Lift out all lines below that contain "text".

BEGIN MATERIAL PROVIDED

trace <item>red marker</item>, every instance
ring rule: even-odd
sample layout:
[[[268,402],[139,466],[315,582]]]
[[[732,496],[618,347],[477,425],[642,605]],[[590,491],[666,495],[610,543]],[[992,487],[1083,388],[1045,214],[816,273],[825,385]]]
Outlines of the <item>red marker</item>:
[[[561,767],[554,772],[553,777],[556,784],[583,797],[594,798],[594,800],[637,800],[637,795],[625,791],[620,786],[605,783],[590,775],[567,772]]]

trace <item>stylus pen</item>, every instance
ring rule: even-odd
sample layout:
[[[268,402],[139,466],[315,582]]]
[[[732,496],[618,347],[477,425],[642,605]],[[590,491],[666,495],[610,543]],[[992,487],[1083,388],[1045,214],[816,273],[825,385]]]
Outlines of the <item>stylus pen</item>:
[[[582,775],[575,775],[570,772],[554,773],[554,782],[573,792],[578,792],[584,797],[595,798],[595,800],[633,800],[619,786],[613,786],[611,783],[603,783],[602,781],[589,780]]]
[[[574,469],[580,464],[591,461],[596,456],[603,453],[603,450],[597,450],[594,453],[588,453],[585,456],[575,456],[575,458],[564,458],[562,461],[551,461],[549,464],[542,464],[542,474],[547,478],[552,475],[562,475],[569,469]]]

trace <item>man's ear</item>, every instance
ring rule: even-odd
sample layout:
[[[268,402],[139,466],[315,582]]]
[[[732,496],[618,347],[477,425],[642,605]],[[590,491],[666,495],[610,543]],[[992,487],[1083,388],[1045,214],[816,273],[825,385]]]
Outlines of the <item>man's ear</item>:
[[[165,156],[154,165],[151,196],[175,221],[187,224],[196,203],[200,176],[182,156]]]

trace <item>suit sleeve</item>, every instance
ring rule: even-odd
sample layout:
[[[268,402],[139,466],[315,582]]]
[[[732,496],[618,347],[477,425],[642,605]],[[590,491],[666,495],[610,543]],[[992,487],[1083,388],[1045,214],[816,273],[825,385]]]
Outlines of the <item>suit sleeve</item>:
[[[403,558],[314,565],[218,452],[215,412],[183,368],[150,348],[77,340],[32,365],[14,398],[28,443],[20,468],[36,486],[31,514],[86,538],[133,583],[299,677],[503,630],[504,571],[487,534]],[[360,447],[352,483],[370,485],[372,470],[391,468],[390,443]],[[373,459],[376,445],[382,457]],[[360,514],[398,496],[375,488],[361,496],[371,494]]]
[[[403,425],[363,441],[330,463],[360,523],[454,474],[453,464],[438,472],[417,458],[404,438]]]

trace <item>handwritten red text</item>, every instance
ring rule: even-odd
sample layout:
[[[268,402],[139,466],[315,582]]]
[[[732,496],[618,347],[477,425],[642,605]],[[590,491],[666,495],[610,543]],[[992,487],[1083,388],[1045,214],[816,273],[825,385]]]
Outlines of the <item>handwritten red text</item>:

END MATERIAL PROVIDED

YOUR RESPONSE —
trace <item>handwritten red text</item>, every instance
Outlines of the <item>handwritten red text</item>:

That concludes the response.